======== Material

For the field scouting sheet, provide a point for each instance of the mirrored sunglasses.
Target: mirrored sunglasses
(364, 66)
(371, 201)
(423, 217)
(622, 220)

================

*Set problem*. Reproduce each of the entries above verbatim, keeping every line in its original order.

*Solution*.
For the field scouting sheet, provide a point for each instance of the mirrored sunglasses.
Target: mirrored sunglasses
(364, 66)
(371, 201)
(423, 217)
(622, 220)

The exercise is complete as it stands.